Task instructions:
Search the data below for the word "lawn" and copy each line that holds it.

Dataset excerpts:

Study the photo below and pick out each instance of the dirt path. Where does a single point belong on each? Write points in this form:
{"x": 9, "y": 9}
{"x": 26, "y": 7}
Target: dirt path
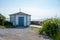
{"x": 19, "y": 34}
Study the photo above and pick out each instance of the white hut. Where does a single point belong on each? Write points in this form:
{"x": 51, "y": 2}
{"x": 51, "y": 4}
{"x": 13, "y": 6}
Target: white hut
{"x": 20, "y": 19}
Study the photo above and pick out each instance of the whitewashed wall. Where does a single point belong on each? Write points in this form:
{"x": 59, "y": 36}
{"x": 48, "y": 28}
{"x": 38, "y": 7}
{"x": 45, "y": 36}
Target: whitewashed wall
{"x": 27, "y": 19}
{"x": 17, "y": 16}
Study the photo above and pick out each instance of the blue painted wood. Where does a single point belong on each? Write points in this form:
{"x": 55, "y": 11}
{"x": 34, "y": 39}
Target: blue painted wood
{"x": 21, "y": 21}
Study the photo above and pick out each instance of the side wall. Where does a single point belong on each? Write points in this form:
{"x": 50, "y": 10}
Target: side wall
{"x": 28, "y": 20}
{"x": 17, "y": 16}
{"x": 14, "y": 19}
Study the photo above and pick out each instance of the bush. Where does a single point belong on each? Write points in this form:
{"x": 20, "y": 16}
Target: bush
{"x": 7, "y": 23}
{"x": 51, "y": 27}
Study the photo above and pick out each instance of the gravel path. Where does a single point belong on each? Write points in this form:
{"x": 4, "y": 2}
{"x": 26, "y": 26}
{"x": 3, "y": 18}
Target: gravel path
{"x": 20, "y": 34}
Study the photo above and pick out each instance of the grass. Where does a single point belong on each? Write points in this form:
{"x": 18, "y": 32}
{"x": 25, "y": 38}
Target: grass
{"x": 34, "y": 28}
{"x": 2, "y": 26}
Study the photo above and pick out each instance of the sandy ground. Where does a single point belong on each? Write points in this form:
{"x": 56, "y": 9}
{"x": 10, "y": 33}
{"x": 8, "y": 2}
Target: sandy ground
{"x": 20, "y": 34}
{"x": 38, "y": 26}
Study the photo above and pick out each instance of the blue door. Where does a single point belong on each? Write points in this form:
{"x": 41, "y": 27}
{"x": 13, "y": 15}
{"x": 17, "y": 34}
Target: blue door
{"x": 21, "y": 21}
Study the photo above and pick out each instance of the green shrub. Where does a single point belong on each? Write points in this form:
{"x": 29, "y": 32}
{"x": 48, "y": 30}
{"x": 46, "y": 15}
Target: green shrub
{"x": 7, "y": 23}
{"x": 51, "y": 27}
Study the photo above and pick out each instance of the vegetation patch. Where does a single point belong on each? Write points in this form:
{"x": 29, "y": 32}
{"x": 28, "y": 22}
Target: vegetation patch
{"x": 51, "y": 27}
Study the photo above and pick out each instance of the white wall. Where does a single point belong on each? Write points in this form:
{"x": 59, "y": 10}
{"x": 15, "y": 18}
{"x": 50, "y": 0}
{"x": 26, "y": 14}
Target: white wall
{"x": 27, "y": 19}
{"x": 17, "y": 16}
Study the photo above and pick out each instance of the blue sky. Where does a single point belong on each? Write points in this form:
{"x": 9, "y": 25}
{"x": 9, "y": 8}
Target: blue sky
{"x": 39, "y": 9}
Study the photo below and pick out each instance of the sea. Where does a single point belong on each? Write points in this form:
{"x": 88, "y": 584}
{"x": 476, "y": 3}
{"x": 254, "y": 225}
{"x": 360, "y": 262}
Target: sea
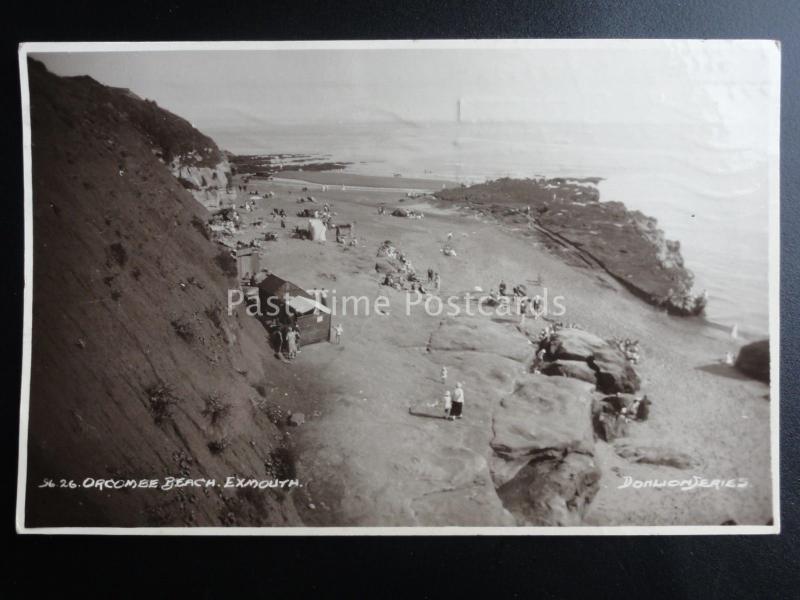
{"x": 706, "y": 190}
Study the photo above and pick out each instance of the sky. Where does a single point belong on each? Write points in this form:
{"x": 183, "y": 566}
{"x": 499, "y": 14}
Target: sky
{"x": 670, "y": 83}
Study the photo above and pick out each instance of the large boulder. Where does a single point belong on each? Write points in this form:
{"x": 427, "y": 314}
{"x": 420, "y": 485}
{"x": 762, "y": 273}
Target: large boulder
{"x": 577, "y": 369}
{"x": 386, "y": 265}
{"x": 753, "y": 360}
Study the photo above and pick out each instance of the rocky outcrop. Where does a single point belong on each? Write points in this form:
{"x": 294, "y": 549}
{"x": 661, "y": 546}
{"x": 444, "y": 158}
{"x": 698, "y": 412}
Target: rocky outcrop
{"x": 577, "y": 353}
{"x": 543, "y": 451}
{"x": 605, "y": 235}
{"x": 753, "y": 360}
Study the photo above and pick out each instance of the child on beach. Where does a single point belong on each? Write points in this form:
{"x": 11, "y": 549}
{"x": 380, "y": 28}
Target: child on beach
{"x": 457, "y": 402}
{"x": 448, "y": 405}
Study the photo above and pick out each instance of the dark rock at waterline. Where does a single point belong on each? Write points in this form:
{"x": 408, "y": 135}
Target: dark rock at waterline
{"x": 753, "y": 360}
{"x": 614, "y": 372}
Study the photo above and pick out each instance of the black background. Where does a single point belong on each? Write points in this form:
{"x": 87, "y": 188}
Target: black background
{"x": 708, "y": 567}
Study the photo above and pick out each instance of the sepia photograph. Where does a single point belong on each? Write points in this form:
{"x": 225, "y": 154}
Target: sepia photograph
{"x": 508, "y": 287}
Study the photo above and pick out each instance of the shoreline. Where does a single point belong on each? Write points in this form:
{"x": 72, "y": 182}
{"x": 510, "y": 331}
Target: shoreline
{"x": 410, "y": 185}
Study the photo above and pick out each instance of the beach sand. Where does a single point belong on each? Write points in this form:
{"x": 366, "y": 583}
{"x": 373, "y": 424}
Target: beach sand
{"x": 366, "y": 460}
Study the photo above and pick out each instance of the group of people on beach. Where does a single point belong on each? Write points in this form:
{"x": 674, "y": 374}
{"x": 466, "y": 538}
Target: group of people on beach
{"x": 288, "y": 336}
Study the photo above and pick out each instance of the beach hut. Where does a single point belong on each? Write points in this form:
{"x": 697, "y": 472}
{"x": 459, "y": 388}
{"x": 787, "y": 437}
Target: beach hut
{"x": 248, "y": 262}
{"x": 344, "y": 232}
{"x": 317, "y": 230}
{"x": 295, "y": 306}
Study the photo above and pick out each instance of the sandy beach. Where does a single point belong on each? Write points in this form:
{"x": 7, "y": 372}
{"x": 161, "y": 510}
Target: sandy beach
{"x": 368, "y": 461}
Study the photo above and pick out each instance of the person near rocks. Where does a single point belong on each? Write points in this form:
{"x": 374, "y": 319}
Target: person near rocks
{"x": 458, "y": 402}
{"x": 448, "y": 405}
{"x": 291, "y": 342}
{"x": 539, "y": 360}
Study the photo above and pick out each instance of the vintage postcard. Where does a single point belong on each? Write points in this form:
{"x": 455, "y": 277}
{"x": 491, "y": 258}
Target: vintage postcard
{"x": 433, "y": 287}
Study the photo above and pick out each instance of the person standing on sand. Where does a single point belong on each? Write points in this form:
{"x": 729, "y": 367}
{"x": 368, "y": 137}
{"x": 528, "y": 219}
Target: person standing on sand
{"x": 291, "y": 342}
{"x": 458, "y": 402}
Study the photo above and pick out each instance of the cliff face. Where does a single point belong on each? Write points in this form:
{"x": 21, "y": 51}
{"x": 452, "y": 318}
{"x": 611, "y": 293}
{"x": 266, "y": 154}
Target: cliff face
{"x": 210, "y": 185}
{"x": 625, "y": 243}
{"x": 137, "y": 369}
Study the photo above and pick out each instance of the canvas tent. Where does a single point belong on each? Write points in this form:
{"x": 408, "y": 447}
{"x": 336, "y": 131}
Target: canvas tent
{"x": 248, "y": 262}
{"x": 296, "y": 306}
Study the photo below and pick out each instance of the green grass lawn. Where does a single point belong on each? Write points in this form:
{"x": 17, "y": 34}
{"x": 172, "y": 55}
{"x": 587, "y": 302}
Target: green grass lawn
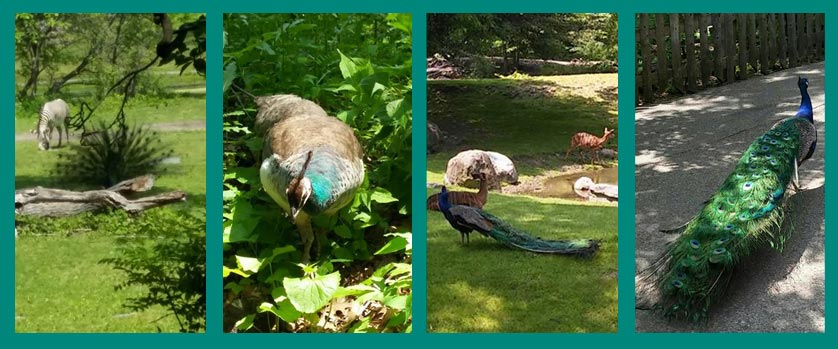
...
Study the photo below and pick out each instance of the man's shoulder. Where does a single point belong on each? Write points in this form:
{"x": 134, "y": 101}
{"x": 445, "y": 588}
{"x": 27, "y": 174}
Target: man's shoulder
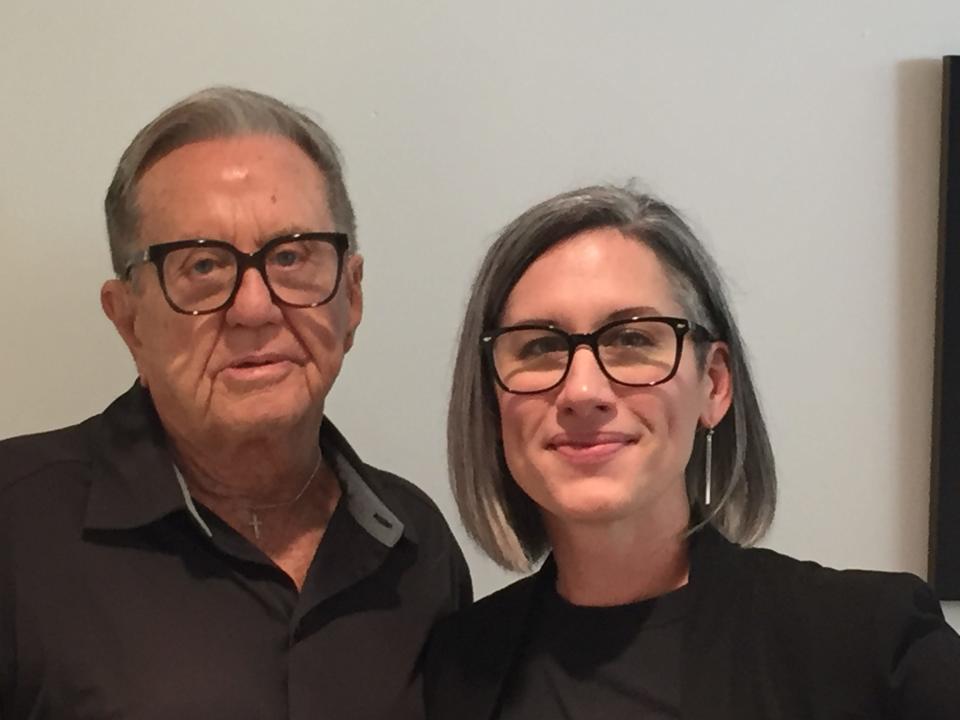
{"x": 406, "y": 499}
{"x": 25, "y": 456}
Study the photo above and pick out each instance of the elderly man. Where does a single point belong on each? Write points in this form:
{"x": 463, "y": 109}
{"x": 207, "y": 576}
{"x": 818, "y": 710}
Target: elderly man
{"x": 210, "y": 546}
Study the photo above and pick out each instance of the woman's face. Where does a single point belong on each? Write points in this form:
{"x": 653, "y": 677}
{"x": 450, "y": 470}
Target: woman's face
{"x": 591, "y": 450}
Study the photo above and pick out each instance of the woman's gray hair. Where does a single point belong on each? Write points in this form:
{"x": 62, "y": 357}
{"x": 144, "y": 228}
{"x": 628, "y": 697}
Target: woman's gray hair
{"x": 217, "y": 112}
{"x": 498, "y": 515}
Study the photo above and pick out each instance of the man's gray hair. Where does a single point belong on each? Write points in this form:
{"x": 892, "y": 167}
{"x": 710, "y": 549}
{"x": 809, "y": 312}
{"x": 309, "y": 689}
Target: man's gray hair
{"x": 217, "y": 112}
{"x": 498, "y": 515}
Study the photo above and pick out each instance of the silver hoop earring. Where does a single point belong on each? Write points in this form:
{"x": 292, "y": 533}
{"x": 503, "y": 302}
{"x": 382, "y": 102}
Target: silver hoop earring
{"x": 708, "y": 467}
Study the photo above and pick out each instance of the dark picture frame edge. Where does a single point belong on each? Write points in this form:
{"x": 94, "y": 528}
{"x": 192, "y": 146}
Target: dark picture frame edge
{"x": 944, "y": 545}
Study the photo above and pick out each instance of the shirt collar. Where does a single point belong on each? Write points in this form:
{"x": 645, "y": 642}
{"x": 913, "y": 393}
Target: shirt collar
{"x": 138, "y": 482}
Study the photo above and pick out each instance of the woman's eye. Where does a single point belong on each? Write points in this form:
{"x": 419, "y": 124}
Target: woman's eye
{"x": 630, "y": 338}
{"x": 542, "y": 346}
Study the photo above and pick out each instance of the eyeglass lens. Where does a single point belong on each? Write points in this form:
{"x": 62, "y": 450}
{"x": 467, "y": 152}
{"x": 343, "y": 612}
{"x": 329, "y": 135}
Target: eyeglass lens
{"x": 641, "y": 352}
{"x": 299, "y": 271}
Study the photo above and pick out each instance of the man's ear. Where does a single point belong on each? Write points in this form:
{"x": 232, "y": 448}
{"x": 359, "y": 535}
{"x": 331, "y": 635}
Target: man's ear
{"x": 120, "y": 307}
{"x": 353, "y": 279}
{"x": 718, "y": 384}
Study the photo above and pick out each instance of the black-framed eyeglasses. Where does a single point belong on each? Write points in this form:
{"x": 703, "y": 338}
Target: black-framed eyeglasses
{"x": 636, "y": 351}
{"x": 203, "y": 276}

Your solution:
Study the photo below and pick out each instance of the green grass lawn. Where does a single point belong on each? Write points in this form:
Target: green grass lawn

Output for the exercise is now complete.